SELECTED EXTRACT.

Staff from EIT in Hawke’s Bay welcomed colleagues from Tairāwhiti onto the Taradale campus this week in a historic first face-to-face coming together since the two tertiary institutes officially merged at the start of the year.

A powhiri was staged on EIT’s marae, Te Ara o Tawhaki, to greet the Tairāwhiti contingent who had travelled to Hawke’s Bay by bus.

Addressing mingling staff members, kaumatua and kuia associated with both campuses and local iwi, EIT chief executive Chris Collins noted the importance of this occasion welcoming Tairāwhiti staff into the institution. This provided an opportunity for building and cementing relationships.

Future celebrations would encompass those in the wider community who had played a significant part in promoting and supporting the merger of Tairāwhiti Polytechnic and EIT Hawke’s Bay, Mr Collins said.

The focus of the day’s events was ‘staff spending time together’, including those based in EIT’s regional learning centres which now span the East Coast from as far north as Hicks Bay to Central Hawke’s Bay in the south. The programme included a performance by EIT Hawke’s Bay’s kapa haka group, a tour of the Taradale campus facilities, a luncheon for more than 200 people in EIT’s Whare Matoro and a combined staff photo taken on the Oval, in front of the Twist Library.

WHAT THIS EXERCISE ASKS.
a) In the item on the EIT merger, what is the name of the marae where the powhiri was held?
b) Tally the lines in the listing that contain the string "white", with case counting, and give only the number.

SUPPLIED DATA.
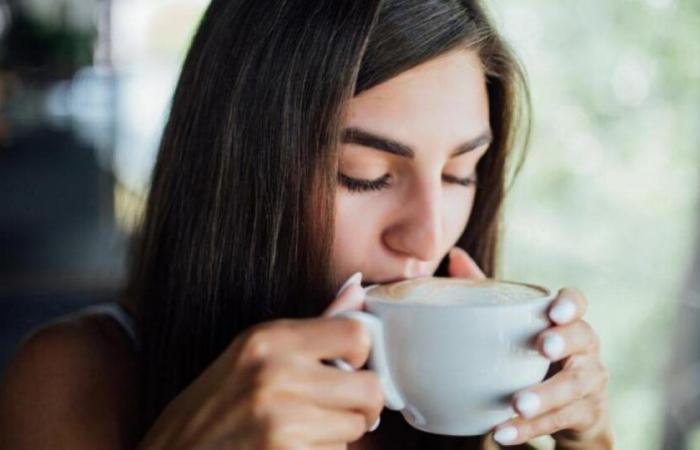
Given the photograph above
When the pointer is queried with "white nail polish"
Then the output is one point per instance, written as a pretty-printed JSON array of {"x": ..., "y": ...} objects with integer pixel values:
[
  {"x": 563, "y": 312},
  {"x": 506, "y": 435},
  {"x": 356, "y": 278},
  {"x": 528, "y": 404},
  {"x": 553, "y": 346}
]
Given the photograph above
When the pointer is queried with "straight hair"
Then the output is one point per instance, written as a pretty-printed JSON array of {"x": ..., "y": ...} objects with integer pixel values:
[{"x": 238, "y": 224}]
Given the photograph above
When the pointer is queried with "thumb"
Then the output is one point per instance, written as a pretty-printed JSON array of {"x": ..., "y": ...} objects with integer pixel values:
[
  {"x": 463, "y": 266},
  {"x": 350, "y": 296}
]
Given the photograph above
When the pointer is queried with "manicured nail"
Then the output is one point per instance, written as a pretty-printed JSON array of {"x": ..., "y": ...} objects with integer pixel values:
[
  {"x": 356, "y": 278},
  {"x": 506, "y": 435},
  {"x": 563, "y": 312},
  {"x": 553, "y": 346},
  {"x": 454, "y": 251},
  {"x": 528, "y": 404}
]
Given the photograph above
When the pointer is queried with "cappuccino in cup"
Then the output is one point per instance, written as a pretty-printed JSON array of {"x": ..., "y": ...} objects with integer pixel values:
[{"x": 450, "y": 353}]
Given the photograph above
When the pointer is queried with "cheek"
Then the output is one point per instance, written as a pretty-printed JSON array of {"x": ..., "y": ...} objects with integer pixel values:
[
  {"x": 456, "y": 213},
  {"x": 355, "y": 233}
]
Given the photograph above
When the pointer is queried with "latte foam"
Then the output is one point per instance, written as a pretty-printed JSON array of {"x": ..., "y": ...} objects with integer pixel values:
[{"x": 453, "y": 291}]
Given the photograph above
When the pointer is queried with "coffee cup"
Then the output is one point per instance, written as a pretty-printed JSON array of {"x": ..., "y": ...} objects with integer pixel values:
[{"x": 450, "y": 353}]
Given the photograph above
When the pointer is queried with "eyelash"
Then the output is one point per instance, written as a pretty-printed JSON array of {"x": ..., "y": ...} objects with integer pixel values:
[{"x": 356, "y": 185}]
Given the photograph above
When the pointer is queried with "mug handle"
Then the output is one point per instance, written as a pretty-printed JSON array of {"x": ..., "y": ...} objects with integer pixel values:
[{"x": 377, "y": 359}]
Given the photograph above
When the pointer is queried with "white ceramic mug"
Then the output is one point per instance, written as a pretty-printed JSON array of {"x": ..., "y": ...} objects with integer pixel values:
[{"x": 451, "y": 357}]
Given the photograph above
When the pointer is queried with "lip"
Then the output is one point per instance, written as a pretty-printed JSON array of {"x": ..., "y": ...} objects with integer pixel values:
[{"x": 366, "y": 283}]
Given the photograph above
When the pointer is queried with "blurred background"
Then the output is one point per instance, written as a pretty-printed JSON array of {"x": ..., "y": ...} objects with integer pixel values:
[{"x": 607, "y": 200}]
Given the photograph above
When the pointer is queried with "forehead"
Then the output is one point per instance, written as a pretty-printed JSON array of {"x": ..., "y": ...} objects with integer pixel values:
[{"x": 444, "y": 98}]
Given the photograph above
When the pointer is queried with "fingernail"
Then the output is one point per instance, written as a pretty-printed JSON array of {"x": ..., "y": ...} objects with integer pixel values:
[
  {"x": 528, "y": 404},
  {"x": 553, "y": 346},
  {"x": 356, "y": 278},
  {"x": 563, "y": 311},
  {"x": 506, "y": 435},
  {"x": 351, "y": 301}
]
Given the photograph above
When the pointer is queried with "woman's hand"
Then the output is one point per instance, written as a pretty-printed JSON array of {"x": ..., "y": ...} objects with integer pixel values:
[
  {"x": 270, "y": 390},
  {"x": 572, "y": 404}
]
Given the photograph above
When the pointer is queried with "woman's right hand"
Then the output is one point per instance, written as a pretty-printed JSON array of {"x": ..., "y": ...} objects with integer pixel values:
[{"x": 270, "y": 390}]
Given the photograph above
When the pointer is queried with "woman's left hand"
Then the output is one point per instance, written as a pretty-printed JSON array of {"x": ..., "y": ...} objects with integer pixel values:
[{"x": 571, "y": 404}]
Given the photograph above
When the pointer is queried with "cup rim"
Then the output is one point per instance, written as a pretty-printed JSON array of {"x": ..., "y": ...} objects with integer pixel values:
[{"x": 547, "y": 295}]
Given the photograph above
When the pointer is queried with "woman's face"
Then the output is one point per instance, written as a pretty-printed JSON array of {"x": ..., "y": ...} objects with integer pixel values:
[{"x": 417, "y": 138}]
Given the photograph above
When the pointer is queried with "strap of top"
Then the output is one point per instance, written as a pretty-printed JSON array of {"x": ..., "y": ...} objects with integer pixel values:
[{"x": 121, "y": 316}]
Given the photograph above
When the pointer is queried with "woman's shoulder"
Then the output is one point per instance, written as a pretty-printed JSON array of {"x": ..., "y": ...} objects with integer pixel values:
[{"x": 77, "y": 375}]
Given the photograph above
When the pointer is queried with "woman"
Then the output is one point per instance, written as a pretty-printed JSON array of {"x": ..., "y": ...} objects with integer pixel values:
[{"x": 308, "y": 140}]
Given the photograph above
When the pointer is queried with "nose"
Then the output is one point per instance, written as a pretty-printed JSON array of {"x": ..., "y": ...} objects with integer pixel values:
[{"x": 417, "y": 228}]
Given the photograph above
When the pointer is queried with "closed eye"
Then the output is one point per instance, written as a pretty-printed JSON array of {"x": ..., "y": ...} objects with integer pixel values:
[{"x": 360, "y": 185}]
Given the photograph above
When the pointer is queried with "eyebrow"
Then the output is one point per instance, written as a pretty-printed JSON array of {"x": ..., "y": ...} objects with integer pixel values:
[{"x": 366, "y": 138}]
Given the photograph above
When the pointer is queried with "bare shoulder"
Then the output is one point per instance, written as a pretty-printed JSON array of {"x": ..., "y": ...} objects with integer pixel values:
[{"x": 72, "y": 383}]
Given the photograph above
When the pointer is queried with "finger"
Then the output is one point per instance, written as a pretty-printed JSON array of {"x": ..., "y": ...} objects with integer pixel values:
[
  {"x": 291, "y": 420},
  {"x": 313, "y": 339},
  {"x": 327, "y": 387},
  {"x": 559, "y": 342},
  {"x": 563, "y": 388},
  {"x": 580, "y": 415},
  {"x": 568, "y": 306},
  {"x": 461, "y": 265},
  {"x": 350, "y": 296}
]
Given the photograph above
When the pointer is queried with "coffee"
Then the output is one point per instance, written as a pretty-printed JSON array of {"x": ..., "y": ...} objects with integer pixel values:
[
  {"x": 451, "y": 291},
  {"x": 452, "y": 369}
]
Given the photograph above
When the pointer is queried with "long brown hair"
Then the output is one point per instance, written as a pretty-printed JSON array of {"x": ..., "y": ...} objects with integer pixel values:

SOLUTIONS FOR EACH TASK.
a) Te Ara o Tawhaki

b) 2